QUOTED PASSAGE
....................

We need to talk
18 May 2014
For a couple of weeks each year, all those media tales of austerity and woe are replaced by something else.
It is time for the Sunday Times Rich List. Published this morning, it is a chance to press our communal noses against the shop window and gape at the staggering amounts of cash enjoyed by some of our fellow British residents. Things soon return to normal in the press but, for a short time only, money appears to be falling around us like confetti.
This isn’t just about who has accrued wealth and how much, though. A week before embarking on this stock-take of the mega-rich, the Sunday Times produces the Giving List, to celebrate the flurry of money dispensed to good causes each year. Thus we know that the Sainsbury Family gave away a whopping £160m in a single year. One Direction gave away more than £2m, a large chunk dedicated to fighting bullying in schools, while golfer Colin Montgomery funded two centres for treating cancer at a cost of nearly £4m.
You didn’t get on this list unless you had given away serious amounts of money. And you probably didn’t lead the newspaper coverage unless you were already famous, as a supermarket magnate or musician or sport star. But the list also included the born-to-wealth and the rags-to-riches who will endure fleeting fame in these pages, and will look forward to vanishing into relative obscurity again.
British culture has an enduring fondness for modesty in giving money away, the humble philanthropist who quietly distributes surplus income to people who need it more. It has a Victorian ring to it–all dignified generosity, no fuss made.

....................

SUPPLIED DATA

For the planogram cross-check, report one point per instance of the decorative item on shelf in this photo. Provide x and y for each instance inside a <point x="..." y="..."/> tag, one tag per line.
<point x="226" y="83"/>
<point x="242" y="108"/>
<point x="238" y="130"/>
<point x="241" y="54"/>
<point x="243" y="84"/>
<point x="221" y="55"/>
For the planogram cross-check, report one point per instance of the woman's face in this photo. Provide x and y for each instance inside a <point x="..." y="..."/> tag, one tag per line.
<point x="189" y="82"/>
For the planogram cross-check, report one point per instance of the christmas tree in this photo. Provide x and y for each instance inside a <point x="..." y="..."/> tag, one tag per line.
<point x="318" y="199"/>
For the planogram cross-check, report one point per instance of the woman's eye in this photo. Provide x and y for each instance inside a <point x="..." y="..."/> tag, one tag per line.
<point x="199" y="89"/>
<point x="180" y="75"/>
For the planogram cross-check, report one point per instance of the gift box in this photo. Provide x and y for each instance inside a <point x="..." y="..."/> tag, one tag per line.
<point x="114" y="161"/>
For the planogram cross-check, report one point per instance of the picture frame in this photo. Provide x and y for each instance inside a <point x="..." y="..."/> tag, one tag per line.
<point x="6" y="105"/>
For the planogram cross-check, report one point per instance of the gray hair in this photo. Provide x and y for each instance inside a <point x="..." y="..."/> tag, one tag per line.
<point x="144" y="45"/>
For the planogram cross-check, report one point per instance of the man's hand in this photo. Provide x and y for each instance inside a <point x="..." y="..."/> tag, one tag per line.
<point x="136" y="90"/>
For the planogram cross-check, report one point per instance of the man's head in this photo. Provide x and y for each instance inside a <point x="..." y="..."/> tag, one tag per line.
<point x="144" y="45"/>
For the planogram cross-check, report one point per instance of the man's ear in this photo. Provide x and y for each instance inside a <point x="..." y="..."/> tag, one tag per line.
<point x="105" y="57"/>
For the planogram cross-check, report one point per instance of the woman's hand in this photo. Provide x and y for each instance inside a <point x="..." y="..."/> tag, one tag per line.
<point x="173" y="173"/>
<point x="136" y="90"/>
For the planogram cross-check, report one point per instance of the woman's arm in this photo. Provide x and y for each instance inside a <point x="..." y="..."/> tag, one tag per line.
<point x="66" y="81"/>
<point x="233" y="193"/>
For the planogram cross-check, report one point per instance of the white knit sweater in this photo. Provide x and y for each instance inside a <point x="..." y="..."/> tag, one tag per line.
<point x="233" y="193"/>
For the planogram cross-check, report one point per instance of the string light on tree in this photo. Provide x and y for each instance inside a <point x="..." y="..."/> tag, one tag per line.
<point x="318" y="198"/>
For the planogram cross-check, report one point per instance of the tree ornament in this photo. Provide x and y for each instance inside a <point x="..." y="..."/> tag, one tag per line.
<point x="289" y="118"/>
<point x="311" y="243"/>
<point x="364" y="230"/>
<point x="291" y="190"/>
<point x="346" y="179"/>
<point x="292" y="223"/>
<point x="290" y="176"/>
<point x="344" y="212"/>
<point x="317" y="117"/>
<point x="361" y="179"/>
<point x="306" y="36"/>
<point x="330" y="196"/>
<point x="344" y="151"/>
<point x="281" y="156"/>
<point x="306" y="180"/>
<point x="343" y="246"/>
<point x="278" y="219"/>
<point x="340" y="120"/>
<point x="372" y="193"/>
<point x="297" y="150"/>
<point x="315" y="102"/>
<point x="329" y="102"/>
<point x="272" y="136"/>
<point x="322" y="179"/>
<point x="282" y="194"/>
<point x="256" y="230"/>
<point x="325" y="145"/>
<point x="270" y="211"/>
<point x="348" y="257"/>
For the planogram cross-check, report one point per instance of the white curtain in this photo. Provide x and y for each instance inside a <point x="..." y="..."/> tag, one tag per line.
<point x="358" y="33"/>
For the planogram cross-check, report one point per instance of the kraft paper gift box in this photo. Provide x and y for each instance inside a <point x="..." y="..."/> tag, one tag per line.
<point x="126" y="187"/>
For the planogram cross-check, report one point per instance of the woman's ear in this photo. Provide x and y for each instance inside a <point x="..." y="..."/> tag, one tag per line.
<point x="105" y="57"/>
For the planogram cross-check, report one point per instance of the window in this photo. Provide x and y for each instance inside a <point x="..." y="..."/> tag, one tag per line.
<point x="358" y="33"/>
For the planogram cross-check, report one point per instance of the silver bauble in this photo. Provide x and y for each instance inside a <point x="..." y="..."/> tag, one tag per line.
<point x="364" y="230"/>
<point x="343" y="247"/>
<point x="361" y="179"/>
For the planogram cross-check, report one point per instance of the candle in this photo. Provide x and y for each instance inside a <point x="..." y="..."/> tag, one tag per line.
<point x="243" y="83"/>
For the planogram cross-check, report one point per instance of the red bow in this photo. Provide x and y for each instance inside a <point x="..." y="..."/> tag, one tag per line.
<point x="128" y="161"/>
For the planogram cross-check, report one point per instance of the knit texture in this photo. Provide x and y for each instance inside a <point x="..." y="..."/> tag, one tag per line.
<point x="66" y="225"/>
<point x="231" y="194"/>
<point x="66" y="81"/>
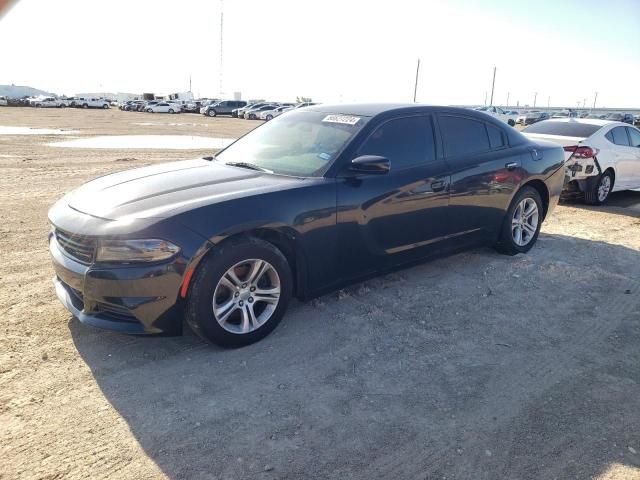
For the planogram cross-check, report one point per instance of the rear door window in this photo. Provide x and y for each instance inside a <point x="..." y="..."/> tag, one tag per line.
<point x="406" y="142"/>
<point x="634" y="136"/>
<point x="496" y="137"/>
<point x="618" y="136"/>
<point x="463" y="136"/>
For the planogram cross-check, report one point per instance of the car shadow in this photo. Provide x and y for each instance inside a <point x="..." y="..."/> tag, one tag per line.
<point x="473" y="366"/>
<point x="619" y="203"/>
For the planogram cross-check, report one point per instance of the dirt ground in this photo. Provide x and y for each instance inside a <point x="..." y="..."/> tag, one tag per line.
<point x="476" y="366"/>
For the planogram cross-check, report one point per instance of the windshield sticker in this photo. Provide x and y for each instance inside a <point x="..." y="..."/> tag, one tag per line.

....................

TASKS TO COMPLETE
**1.** Quote the Rich List article from "This isn’t just" up to and including "of nearly £4m.".
**2.** In one to three sentences, explain why, according to the Rich List article, the Sunday Times produces the Giving List.
The data has no connection to the Rich List article.

RESULTS OF THE EXERCISE
**1.**
This isn’t just about who has accrued wealth and how much, though. A week before embarking on this stock-take of the mega-rich, the Sunday Times produces the Giving List, to celebrate the flurry of money dispensed to good causes each year. Thus we know that the Sainsbury Family gave away a whopping £160m in a single year. One Direction gave away more than £2m, a large chunk dedicated to fighting bullying in schools, while golfer Colin Montgomery funded two centres for treating cancer at a cost of nearly £4m.

**2.** The Sunday Times produces the Giving List to celebrate the flurry of money dispensed to good causes each year. It appears a week before the paper takes stock of the mega-rich in the Rich List.